[begin PROVIDED DATA]

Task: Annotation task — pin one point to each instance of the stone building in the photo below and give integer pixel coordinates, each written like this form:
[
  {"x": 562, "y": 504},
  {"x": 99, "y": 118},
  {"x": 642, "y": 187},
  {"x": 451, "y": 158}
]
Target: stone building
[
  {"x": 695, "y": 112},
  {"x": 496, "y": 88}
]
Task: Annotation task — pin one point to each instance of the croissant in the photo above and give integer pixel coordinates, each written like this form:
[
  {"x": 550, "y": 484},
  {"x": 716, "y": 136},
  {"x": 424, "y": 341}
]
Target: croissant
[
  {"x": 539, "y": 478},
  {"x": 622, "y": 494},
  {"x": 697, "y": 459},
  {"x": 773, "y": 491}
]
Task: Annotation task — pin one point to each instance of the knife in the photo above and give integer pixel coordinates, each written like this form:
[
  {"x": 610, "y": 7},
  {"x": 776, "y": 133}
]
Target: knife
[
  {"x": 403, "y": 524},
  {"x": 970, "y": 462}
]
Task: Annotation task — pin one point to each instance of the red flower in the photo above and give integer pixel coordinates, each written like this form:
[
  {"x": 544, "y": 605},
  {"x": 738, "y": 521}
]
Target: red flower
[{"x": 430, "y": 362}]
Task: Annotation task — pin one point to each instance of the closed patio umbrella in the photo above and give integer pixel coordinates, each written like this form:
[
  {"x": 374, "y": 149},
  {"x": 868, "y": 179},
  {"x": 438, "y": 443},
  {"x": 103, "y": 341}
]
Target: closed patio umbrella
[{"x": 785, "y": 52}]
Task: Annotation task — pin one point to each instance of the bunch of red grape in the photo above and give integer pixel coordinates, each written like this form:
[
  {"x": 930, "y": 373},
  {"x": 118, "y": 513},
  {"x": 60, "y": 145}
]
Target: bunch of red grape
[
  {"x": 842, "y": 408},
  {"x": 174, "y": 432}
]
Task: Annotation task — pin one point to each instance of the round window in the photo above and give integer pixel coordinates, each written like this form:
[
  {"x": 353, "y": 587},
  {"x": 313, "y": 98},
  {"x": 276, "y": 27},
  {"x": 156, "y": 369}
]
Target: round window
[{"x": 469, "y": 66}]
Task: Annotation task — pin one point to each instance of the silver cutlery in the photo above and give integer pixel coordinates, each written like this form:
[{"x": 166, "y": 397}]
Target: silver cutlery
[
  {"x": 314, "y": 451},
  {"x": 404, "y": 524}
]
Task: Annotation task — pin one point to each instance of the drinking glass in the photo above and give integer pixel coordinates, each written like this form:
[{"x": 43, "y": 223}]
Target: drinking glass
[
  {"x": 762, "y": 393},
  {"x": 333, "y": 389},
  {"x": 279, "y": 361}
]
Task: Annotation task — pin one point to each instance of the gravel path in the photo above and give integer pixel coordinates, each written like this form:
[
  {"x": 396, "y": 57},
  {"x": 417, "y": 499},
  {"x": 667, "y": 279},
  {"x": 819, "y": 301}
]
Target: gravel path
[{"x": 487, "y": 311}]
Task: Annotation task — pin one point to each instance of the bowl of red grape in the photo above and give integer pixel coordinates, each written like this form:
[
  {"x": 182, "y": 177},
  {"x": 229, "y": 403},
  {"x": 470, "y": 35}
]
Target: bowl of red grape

[end PROVIDED DATA]

Using the listing above, retype each line exactly.

◆ TASK SOLUTION ◆
Task: Annotation task — pin one point to each instance of the stone building in the photo below and give integer pixel coordinates, each written like this form:
[
  {"x": 562, "y": 504},
  {"x": 99, "y": 118},
  {"x": 642, "y": 187},
  {"x": 451, "y": 158}
]
Target: stone building
[
  {"x": 695, "y": 112},
  {"x": 496, "y": 88}
]
Task: Annotation task — pin one point to each instance of the croissant in the photo above and give integer pixel coordinates, each written like this form:
[
  {"x": 550, "y": 484},
  {"x": 716, "y": 136},
  {"x": 424, "y": 341}
]
Target: croissant
[
  {"x": 539, "y": 478},
  {"x": 622, "y": 494},
  {"x": 697, "y": 459},
  {"x": 773, "y": 491}
]
Task: Annotation task — pin one point to each instance of the knife in the photo above and give integer pixel coordinates, each written like this form:
[
  {"x": 610, "y": 7},
  {"x": 776, "y": 133}
]
Target: knife
[
  {"x": 403, "y": 524},
  {"x": 970, "y": 462}
]
Task: Annotation task — pin one point to each instance of the red flower in the photo above and give integer pixel coordinates, each written like this form:
[
  {"x": 544, "y": 605},
  {"x": 738, "y": 521}
]
Target: red flower
[{"x": 430, "y": 362}]
Task: Annotation task — pin one point to each instance of the closed patio umbrella in the photo above and give integer pixel coordinates, each written like this form:
[
  {"x": 374, "y": 149},
  {"x": 868, "y": 179},
  {"x": 438, "y": 443},
  {"x": 103, "y": 341}
]
Target: closed patio umbrella
[{"x": 785, "y": 52}]
Task: Annotation task — pin one point to each instance of the bunch of red grape in the photo above and give integer pixel coordinates, each written like this form:
[
  {"x": 930, "y": 373},
  {"x": 118, "y": 513},
  {"x": 60, "y": 145}
]
Target: bunch of red grape
[
  {"x": 842, "y": 408},
  {"x": 174, "y": 432}
]
Task: Annotation task — pin one point to each instance of the round window in the photo above and give integer pixel coordinates, each written like this form:
[
  {"x": 353, "y": 587},
  {"x": 313, "y": 98},
  {"x": 276, "y": 27},
  {"x": 156, "y": 369}
]
Target: round window
[{"x": 469, "y": 66}]
Task: Annotation task — pin one point to each instance of the silver cutlery in the photo above and give integer pixel coordinates, each written like this form:
[{"x": 166, "y": 397}]
Target: silver cutlery
[
  {"x": 314, "y": 451},
  {"x": 404, "y": 524}
]
Task: Annotation task — pin one point to each instance of the drinking glass in the photo above and give integer pixel coordinates, each written like this form:
[{"x": 43, "y": 223}]
Target: drinking glass
[
  {"x": 762, "y": 393},
  {"x": 333, "y": 389},
  {"x": 279, "y": 361}
]
Task: Annotation task — pin one point to each instance of the gravel path in the photo above and give integer pixel coordinates, each written like this form:
[
  {"x": 396, "y": 57},
  {"x": 417, "y": 499},
  {"x": 667, "y": 279},
  {"x": 819, "y": 301}
]
Target: gravel path
[{"x": 487, "y": 311}]
Task: Annotation task — pin one point to each instance of the bowl of red grape in the photo above and give integer pixel coordinates, each written like this form:
[
  {"x": 182, "y": 177},
  {"x": 229, "y": 403},
  {"x": 470, "y": 35}
]
Target: bowl of red grape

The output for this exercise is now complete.